What is needed: Each record below must be returned exactly as shown.

Records to use:
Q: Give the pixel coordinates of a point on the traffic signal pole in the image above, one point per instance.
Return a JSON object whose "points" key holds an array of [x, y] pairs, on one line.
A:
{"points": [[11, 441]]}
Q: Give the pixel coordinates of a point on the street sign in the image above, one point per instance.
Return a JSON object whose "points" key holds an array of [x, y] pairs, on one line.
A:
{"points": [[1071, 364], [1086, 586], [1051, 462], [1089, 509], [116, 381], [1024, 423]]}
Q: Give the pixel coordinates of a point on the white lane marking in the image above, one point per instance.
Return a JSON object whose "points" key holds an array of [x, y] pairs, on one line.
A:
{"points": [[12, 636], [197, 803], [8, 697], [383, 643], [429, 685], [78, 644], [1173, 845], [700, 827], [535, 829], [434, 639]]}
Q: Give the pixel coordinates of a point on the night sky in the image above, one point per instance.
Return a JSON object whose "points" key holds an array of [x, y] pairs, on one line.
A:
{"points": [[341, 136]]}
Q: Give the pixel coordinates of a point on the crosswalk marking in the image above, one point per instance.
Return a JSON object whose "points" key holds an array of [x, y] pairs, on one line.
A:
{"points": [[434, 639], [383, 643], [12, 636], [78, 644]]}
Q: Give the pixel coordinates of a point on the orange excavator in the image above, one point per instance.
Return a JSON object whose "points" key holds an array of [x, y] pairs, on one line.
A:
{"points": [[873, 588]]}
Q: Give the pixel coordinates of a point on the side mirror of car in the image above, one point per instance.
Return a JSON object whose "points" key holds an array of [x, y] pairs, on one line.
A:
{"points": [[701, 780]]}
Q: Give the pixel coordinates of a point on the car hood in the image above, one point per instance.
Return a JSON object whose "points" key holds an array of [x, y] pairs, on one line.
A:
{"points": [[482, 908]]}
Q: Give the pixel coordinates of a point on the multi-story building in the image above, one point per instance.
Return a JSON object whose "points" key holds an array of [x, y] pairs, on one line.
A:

Answer box:
Q: Give the pixel coordinates of a point on the traffic signal pole in the image above, one point per instance.
Return a JSON object whose "points" key holds an array of [x, y] pairs, on one line.
A:
{"points": [[11, 441]]}
Q: Give the pixel coordinates of a point on the street sign in the image above, one point per instance.
Return a JSON object whose "points" key holds an array of [x, y] pairs, on one line.
A:
{"points": [[1071, 364], [1086, 586], [1051, 462], [1089, 509], [116, 381], [1024, 423]]}
Q: Give the pixel coordinates of a point on the white lane marking in the image above, one point per instance.
Return a JSON object whose "points" key holds an array of [x, y] pairs, on one line.
A:
{"points": [[12, 636], [197, 803], [8, 697], [383, 643], [429, 685], [78, 644], [1173, 845], [700, 827], [535, 829], [434, 639]]}
Q: Give the pixel coordinates of a point on the night sky in the image above, one point per instance.
Return a JSON object whose "points" key holds an array of [x, y] pairs, on one line.
A:
{"points": [[341, 136]]}
Q: Give the pixel coordinates of a point on the crosswalk marking in the image above, one point per instance.
Return a JSON object whose "points" key holds an array of [x, y] pairs, on one line.
A:
{"points": [[434, 639], [383, 643], [12, 636], [78, 644]]}
Q: Give the pixel coordinates of a point on the orange excavator in the image above, one point per instance.
Return a JSON object whose "points" key holds an array of [x, y] pairs, on one line.
A:
{"points": [[873, 588]]}
Q: Give the pixel coordinates of a point on the side mirror of car in the image above, one point per instance.
Return a JSON object whose "points" key holds an array of [x, y] pairs, on one line.
A:
{"points": [[701, 780]]}
Q: Give the pixel coordinates of a point on the car hood in the image above, one point per instance.
Return a JSON object whose "points" key holds an array of [x, y] pairs, on one line.
A:
{"points": [[482, 908]]}
Q: Give the pixel coordinates of a point on the multi-story building in the image above, one point per instance.
Return a JSON object whose "points" key holds an array of [x, y] pairs, on one line.
A:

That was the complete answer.